* begin Article *
This essay on Global Warming will attempt to deal with a larger scope than the usual paper on this topic. I am very future-oriented in my reasoning, which means I will discuss a timescale much greater than the five-year, fifty-year, or even hundred-year scales to which we are used to in our culture.
Nothing is Constant
Our recorded history of five to six thousand years is scant enough time for us to have observed all the possible current cycles that influence the climate on our planet. However, it is safe to say that our climate is not exactly invariant, but can change over time. Sometimes, there have been a lot of changes over short periods of time.
When our planet was formed, the length of the day was about six (current) hours long, and the radiant energy received from the Sun was about 70% of what it is today. Scientists are unsure exactly how an effectively colder Earth could have given birth to life at this time, but there may have been help from greenhouse gases such as carbon dioxide and methane, as well as volcanic dust in the atmosphere.
Throughout geologic history, friction from the Moon slowed the Earth’s period of rotation, and the Sun gradually grew hotter, but the major factor has been continental drift, which was once thought to be fictional, due to erroneous steady-state theories. Land areas have been constantly changing between tropical, temperate, and cold orientations. Continental drift can also have a lot of collateral effects, which will be denoted by an asterisk (*.) The major event in continental drift was the formation of a super-continent, called Pangea, about 300 million years ago.
* end Article *
* begin Records for the task *
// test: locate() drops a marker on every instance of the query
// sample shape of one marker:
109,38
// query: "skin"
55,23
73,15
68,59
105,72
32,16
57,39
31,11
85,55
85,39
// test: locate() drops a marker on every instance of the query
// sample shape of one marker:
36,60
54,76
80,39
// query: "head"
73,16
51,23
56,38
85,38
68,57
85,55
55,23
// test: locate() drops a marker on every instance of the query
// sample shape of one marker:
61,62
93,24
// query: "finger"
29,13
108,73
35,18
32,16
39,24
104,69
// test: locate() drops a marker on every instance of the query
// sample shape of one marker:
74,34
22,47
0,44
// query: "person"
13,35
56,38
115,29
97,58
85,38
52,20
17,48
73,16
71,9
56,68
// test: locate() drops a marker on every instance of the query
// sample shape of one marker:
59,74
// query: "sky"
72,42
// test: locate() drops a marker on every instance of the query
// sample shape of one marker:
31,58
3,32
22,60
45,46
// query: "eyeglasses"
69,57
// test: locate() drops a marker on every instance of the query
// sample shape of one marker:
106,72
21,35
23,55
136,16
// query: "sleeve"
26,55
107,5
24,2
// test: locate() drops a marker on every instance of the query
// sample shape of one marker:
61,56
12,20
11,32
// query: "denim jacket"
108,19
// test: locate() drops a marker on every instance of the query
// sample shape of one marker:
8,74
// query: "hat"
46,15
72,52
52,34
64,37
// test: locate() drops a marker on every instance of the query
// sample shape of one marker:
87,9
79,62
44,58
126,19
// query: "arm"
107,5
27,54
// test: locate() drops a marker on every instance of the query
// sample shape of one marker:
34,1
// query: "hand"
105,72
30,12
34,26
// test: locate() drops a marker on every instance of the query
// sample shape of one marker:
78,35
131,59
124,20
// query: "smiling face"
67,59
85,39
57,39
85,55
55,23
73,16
* end Records for the task *
## Required task A
In the essay on global warming, swap "planet" for "world" throughout the passage starting with "Nothing is Constant" and going on through "in the atmosphere.", then give that passage again.
## Required task B
Output every line of the dataset rows as a JSON list of strings, one string per line, with blank lines left out.

## Complete output A
Nothing is Constant
Our recorded history of five to six thousand years is scant enough time for us to have observed all the possible current cycles that influence the climate on our world. However, it is safe to say that our climate is not exactly invariant, but can change over time. Sometimes, there have been a lot of changes over short periods of time.
When our world was formed, the length of the day was about six (current) hours long, and the radiant energy received from the Sun was about 70% of what it is today. Scientists are unsure exactly how an effectively colder Earth could have given birth to life at this time, but there may have been help from greenhouse gases such as carbon dioxide and methane, as well as volcanic dust in the atmosphere.

## Complete output B
[
  "// test: locate() drops a marker on every instance of the query",
  "// sample shape of one marker:",
  "109,38",
  "// query: \"skin\"",
  "55,23",
  "73,15",
  "68,59",
  "105,72",
  "32,16",
  "57,39",
  "31,11",
  "85,55",
  "85,39",
  "// test: locate() drops a marker on every instance of the query",
  "// sample shape of one marker:",
  "36,60",
  "54,76",
  "80,39",
  "// query: \"head\"",
  "73,16",
  "51,23",
  "56,38",
  "85,38",
  "68,57",
  "85,55",
  "55,23",
  "// test: locate() drops a marker on every instance of the query",
  "// sample shape of one marker:",
  "61,62",
  "93,24",
  "// query: \"finger\"",
  "29,13",
  "108,73",
  "35,18",
  "32,16",
  "39,24",
  "104,69",
  "// test: locate() drops a marker on every instance of the query",
  "// sample shape of one marker:",
  "74,34",
  "22,47",
  "0,44",
  "// query: \"person\"",
  "13,35",
  "56,38",
  "115,29",
  "97,58",
  "85,38",
  "52,20",
  "17,48",
  "73,16",
  "71,9",
  "56,68",
  "// test: locate() drops a marker on every instance of the query",
  "// sample shape of one marker:",
  "59,74",
  "// query: \"sky\"",
  "72,42",
  "// test: locate() drops a marker on every instance of the query",
  "// sample shape of one marker:",
  "31,58",
  "3,32",
  "22,60",
  "45,46",
  "// query: \"eyeglasses\"",
  "69,57",
  "// test: locate() drops a marker on every instance of the query",
  "// sample shape of one marker:",
  "106,72",
  "21,35",
  "23,55",
  "136,16",
  "// query: \"sleeve\"",
  "26,55",
  "107,5",
  "24,2",
  "// test: locate() drops a marker on every instance of the query",
  "// sample shape of one marker:",
  "61,56",
  "12,20",
  "11,32",
  "// query: \"denim jacket\"",
  "108,19",
  "// test: locate() drops a marker on every instance of the query",
  "// sample shape of one marker:",
  "8,74",
  "// query: \"hat\"",
  "46,15",
  "72,52",
  "52,34",
  "64,37",
  "// test: locate() drops a marker on every instance of the query",
  "// sample shape of one marker:",
  "87,9",
  "79,62",
  "44,58",
  "126,19",
  "// query: \"arm\"",
  "107,5",
  "27,54",
  "// test: locate() drops a marker on every instance of the query",
  "// sample shape of one marker:",
  "34,1",
  "// query: \"hand\"",
  "105,72",
  "30,12",
  "34,26",
  "// test: locate() drops a marker on every instance of the query",
  "// sample shape of one marker:",
  "78,35",
  "131,59",
  "124,20",
  "// query: \"smiling face\"",
  "67,59",
  "85,39",
  "57,39",
  "85,55",
  "55,23",
  "73,16"
]